Problem statement —
Copy the entries below word for word, but omit any pictures they contain.

┌──

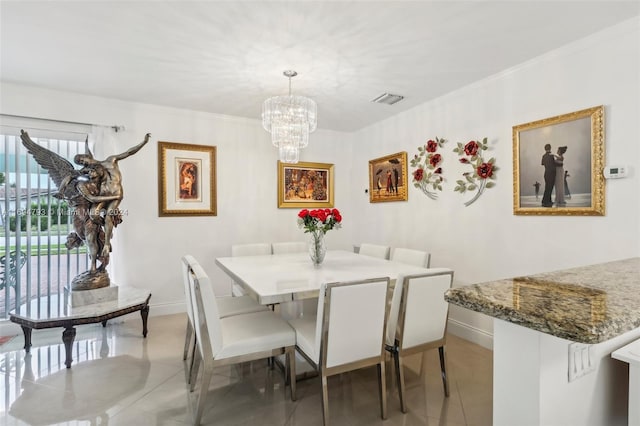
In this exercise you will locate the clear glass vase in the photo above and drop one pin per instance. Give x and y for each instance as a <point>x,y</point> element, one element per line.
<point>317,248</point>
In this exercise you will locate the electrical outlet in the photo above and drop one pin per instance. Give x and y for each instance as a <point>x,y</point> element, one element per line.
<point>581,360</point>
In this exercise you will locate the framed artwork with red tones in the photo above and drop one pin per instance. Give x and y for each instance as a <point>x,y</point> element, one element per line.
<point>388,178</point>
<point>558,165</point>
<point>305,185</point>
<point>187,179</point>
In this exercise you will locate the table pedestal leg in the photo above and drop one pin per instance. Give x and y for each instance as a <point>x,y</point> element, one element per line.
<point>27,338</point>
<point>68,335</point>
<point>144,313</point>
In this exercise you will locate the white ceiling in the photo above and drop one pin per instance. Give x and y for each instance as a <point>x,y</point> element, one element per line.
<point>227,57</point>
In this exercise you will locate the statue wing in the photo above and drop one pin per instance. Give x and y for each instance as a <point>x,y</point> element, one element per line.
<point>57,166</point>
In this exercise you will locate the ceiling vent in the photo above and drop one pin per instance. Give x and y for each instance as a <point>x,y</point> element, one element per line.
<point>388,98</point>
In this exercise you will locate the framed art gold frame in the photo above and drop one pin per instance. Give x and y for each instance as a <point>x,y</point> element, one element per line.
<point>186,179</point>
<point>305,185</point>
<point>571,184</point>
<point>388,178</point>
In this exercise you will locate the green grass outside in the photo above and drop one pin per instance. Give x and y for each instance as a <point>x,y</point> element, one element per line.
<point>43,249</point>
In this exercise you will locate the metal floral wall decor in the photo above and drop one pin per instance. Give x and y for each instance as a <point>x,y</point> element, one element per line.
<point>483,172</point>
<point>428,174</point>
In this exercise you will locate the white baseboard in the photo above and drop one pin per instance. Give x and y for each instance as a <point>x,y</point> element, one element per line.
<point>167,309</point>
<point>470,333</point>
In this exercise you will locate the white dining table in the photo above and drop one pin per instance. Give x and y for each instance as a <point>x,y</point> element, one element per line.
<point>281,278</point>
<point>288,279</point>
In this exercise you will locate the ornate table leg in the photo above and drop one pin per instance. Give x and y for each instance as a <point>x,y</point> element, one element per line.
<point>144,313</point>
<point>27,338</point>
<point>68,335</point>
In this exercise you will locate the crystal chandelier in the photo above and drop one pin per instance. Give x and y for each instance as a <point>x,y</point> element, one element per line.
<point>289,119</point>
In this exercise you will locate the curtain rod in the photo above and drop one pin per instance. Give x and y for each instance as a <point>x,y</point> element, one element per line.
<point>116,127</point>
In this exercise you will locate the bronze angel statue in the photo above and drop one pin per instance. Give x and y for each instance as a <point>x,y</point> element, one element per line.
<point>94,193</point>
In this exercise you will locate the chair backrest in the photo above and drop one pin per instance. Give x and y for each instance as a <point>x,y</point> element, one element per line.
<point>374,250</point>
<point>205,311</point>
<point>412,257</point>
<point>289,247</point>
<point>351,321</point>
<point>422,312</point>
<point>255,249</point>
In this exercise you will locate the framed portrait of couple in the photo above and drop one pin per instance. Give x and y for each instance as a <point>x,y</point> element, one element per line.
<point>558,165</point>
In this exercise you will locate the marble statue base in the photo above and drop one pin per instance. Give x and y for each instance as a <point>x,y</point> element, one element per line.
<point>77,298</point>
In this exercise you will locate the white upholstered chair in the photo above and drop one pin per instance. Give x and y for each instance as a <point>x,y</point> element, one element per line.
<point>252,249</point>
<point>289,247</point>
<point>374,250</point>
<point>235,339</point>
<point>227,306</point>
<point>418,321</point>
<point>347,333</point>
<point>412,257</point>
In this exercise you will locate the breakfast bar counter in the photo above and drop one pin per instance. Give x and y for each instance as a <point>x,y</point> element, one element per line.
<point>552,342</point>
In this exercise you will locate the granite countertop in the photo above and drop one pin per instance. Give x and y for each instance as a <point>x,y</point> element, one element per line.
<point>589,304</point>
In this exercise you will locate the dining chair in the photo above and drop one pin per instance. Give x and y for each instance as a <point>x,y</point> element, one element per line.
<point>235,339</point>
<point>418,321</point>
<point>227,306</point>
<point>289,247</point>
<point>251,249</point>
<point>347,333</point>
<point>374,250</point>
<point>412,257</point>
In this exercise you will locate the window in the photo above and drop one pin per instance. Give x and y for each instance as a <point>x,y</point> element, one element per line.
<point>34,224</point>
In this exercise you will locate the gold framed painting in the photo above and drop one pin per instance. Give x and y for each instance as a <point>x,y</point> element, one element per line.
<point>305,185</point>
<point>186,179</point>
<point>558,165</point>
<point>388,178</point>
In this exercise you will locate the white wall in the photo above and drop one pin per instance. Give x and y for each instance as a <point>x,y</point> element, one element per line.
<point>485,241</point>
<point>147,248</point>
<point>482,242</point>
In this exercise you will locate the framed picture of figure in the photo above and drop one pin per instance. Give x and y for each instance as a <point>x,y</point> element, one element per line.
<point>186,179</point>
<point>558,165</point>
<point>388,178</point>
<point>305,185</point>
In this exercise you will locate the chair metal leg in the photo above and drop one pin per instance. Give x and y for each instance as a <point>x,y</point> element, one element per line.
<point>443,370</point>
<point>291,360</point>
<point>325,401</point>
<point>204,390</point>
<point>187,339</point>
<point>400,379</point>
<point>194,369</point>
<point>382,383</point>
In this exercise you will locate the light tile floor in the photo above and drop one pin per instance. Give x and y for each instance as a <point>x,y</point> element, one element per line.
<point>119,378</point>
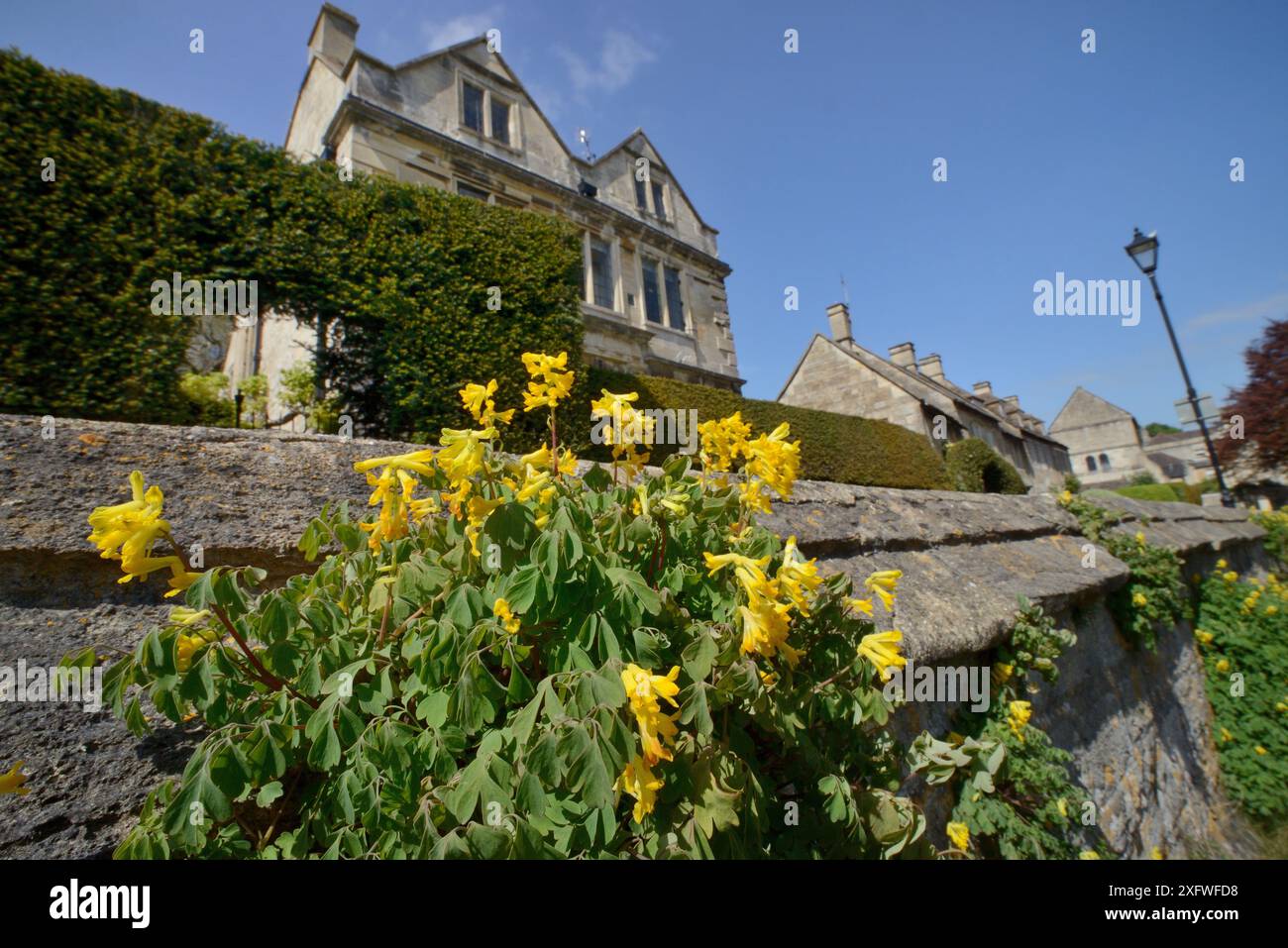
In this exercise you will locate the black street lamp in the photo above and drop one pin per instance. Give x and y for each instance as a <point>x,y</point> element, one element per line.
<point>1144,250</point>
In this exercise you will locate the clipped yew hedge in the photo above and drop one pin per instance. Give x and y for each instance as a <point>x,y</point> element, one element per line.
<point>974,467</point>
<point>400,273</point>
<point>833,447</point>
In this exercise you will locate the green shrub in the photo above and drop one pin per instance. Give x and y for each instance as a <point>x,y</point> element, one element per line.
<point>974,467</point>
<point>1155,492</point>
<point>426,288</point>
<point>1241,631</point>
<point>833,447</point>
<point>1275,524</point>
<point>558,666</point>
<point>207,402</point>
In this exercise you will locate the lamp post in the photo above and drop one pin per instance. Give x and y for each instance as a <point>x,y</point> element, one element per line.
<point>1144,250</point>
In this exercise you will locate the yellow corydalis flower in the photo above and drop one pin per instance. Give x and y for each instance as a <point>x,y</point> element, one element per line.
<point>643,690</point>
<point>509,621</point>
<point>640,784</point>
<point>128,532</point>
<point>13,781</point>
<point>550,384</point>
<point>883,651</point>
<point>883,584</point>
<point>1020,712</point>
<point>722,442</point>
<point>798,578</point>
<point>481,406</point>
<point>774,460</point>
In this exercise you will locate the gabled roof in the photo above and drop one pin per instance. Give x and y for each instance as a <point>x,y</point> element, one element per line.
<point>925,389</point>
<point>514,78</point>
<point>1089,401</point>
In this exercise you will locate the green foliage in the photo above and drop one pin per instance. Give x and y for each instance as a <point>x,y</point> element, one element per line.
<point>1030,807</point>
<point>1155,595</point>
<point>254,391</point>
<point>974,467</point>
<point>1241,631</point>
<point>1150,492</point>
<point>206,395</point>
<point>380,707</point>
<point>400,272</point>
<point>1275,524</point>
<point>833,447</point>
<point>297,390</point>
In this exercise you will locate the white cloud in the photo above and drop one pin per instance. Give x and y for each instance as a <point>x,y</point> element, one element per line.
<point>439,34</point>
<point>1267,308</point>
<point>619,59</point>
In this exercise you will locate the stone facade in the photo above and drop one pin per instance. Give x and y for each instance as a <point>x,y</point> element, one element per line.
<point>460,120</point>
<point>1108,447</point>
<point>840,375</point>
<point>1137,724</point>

└──

Written answer —
In this exercise you will locate the clear glass vase in the photo above and drop one pin per instance. Give x and y for each instance as a <point>x,y</point> element, one element per line.
<point>317,248</point>
In this exercise you will locate the electrical outlet in the photo above and drop one pin per instance. Give x and y for each instance as a <point>x,y</point> element, one element per line.
<point>581,360</point>
In this exercise you will locate the framed artwork with red tones in the photo above and drop one pin per instance. Give x and y for each instance as a <point>x,y</point> element, one element per line.
<point>388,178</point>
<point>558,165</point>
<point>305,185</point>
<point>187,179</point>
In this exercise you will locate the table pedestal leg in the photo above and drop one pin per instance. Give x and y for each instance as a <point>x,y</point> element, one element per line.
<point>27,338</point>
<point>68,335</point>
<point>144,313</point>
In this exercise you will locate the white ceiling in the photo above and drop one pin per instance. Give x and y for each instance as a <point>x,y</point> element, one element per line.
<point>227,57</point>
In this exercise you will locate the statue wing in the photo above and drop one pin per instance. Give x and y for each instance as a <point>x,y</point> element, one element per line.
<point>57,166</point>
In this exercise you will locate the ceiling vent in the photo above and drop one pin per instance. Give x and y for each instance as a <point>x,y</point> element, one element per line.
<point>388,98</point>
In this exercise you will locate the framed art gold frame in the photo above and drop one pin per instance. Give x and y for each instance as a <point>x,y</point> element, one element per line.
<point>186,179</point>
<point>305,185</point>
<point>571,184</point>
<point>388,178</point>
In this exercise you will locate the green grass outside in the photo above and drop one pin per instance. Give x and y for each instance as a <point>x,y</point> element, one element per line.
<point>43,249</point>
In this exercise you will locate the metal floral wall decor in the photo above and drop one pin per instance. Give x and y for each instance as a <point>x,y</point> element, one element per line.
<point>483,172</point>
<point>428,174</point>
In this exercise you will locate the white baseboard in the photo above and drop one pin per instance. Give x and y for each instance as a <point>x,y</point> element, one element per line.
<point>167,309</point>
<point>470,333</point>
In this exercise you will locate the white dining table in the photo above and drop one pin per instance. Give x and y for each instance as a <point>x,y</point> element, one element per line.
<point>281,278</point>
<point>288,279</point>
In this exercise you will locate the ornate table leg in the photo above and drop one pin per instance. Give x and y for each instance as a <point>x,y</point> element, one element per line.
<point>144,313</point>
<point>27,338</point>
<point>68,335</point>
In this exercise you will locate the crystal chandelier in the photo above and drop one pin per instance. Give x and y for each instance as a <point>x,y</point> element, one element per line.
<point>289,119</point>
In this exercise you will locate the curtain rod in the photo above and drop one pin per instance. Give x and y for each instance as a <point>x,y</point> element, one element per line.
<point>116,127</point>
In this exercise you will locate the bronze angel statue in the photo above and drop one pin per instance. Give x and y for each instance as a <point>x,y</point> element, one element per line.
<point>94,193</point>
In this exercise you will locate the chair backrest in the photo above and drop one pin per instance. Give x and y for each instance as a <point>x,y</point> element, one element per line.
<point>374,250</point>
<point>205,311</point>
<point>412,257</point>
<point>289,247</point>
<point>351,321</point>
<point>422,312</point>
<point>255,249</point>
In this exercise you will locate the framed portrait of couple in the photo above and drop one pin per instance. Give x and y for each instance as a <point>x,y</point> element, one element per line.
<point>558,165</point>
In this exercise you will locate the marble statue base in the photo above and drop one pin per instance. Give x and y for each instance as a <point>x,y</point> element, one element per line.
<point>77,298</point>
In this exercise you will locate the white upholstered chair in the photo above and drop one pin per instance. Give x and y for each instance as a <point>x,y</point> element, one element per line.
<point>252,249</point>
<point>289,247</point>
<point>374,250</point>
<point>235,339</point>
<point>227,306</point>
<point>418,321</point>
<point>347,333</point>
<point>412,257</point>
In this exercise you will locate the breakfast bar counter in the photo above and drop one pin per instance. Give x and y for each instance as a <point>x,y</point> element, one element per line.
<point>552,342</point>
In this exercise you will locate the granite countertop in the photo above and drop one pin per instance. Give x and y for each instance as a <point>x,y</point> element, one element per line.
<point>589,304</point>
In this exercise you will locate the dining chair in the photo above and drop one pin per instance. Give x and y for each instance as a <point>x,y</point> element, one element per line.
<point>235,339</point>
<point>418,321</point>
<point>227,306</point>
<point>289,247</point>
<point>251,249</point>
<point>347,333</point>
<point>374,250</point>
<point>412,257</point>
In this exercise you will locate the window in the photo above and drop one pin per instance. Give x and y for each instance as a <point>x,y</point> element, one element per line.
<point>34,224</point>
In this exercise you will locate the gold framed painting in the photo above and drop one pin per instance. Give x and y for each instance as a <point>x,y</point> element, one element per line.
<point>305,185</point>
<point>186,179</point>
<point>558,165</point>
<point>388,178</point>
In this exercise you will locate the white wall in the photo above and drop one pin per instance. Give x and y for each instance as a <point>x,y</point> element, one element per line.
<point>485,241</point>
<point>147,248</point>
<point>482,242</point>
In this exercise you will locate the framed picture of figure in the photo above and drop one pin per instance. Give x and y for each instance as a <point>x,y</point> element, one element per line.
<point>186,179</point>
<point>558,165</point>
<point>388,178</point>
<point>305,185</point>
In this exercise you will locate the chair metal leg in the photo above and drop one pin per instance. Give x and y for each instance as a <point>x,y</point> element, one element per line.
<point>443,370</point>
<point>291,360</point>
<point>325,401</point>
<point>204,390</point>
<point>187,339</point>
<point>400,379</point>
<point>194,369</point>
<point>382,383</point>
In this exercise you will locate the light tile floor in the photo above and drop one pin per instance. Give x and y for each instance as a <point>x,y</point> element, one element per line.
<point>119,378</point>
In this exercise you will locate the black street lamp in the photo above and drop one pin per instance. Give x and y for each instance as a <point>x,y</point> element, one element per line.
<point>1144,250</point>
In this exercise you will locate the clipped yew hedge in the photo above and drop one pin per instance. Give x and y for each instance as a <point>x,y</point> element, one element per line.
<point>974,467</point>
<point>400,273</point>
<point>833,447</point>
In this exercise you will locate the green shrub in the photo above and drop one pin per instance. Give x and y for each instance as a <point>x,y</point> element, one element per line.
<point>974,467</point>
<point>1155,492</point>
<point>426,288</point>
<point>1241,631</point>
<point>833,447</point>
<point>1275,524</point>
<point>558,666</point>
<point>207,402</point>
In this exercise you will locate the lamp post in the photo above and drop one pin per instance. Give x and y for each instance as a <point>x,y</point> element, one element per line.
<point>1144,250</point>
In this exercise you will locate the yellow corydalis flower in the photo above and drop one pin per instance. Give x and y for each instance as a <point>x,y</point> element, one element per line.
<point>643,690</point>
<point>509,621</point>
<point>640,784</point>
<point>128,532</point>
<point>13,781</point>
<point>550,384</point>
<point>883,651</point>
<point>883,584</point>
<point>1020,712</point>
<point>722,442</point>
<point>798,578</point>
<point>481,406</point>
<point>774,460</point>
In this exercise you will locate the gabled roof in the photo above and drop one pin per instance. Give x and y for each instance as a <point>x,y</point> element, one element per line.
<point>925,389</point>
<point>514,78</point>
<point>1089,401</point>
In this exercise you will locate the green foliage in the photo above and drop one pin per instance. Give x and y for each instance as a <point>x,y</point> element, one element per line.
<point>1030,807</point>
<point>1155,595</point>
<point>254,391</point>
<point>974,467</point>
<point>1241,631</point>
<point>1150,492</point>
<point>206,395</point>
<point>380,707</point>
<point>400,272</point>
<point>1275,524</point>
<point>833,447</point>
<point>297,390</point>
In this exercise you will locate the white cloud in the photo above and drop one pin per instance. Give x and y for each instance as a <point>x,y</point> element, one element per line.
<point>439,34</point>
<point>1267,308</point>
<point>619,59</point>
In this exercise you will locate the stone facade in the photo above and drop one pin per instance. Give x and y for each instance as a <point>x,y</point> element, one element per line.
<point>460,120</point>
<point>1108,447</point>
<point>840,375</point>
<point>1137,724</point>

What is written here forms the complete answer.